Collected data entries
====

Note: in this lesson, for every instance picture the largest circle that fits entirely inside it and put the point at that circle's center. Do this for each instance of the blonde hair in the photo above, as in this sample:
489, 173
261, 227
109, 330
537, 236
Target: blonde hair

====

TASK DIRECTIONS: Write out every line of the data exactly, leaving nothing out.

OUTPUT OF THE EXERCISE:
Note: in this lesson, for every instance picture the largest circle that fits entirely inside it and put the point at that circle's center. Do this for each instance of the blonde hair in the photo above, as in this sample:
489, 173
261, 227
109, 330
537, 236
Target: blonde hair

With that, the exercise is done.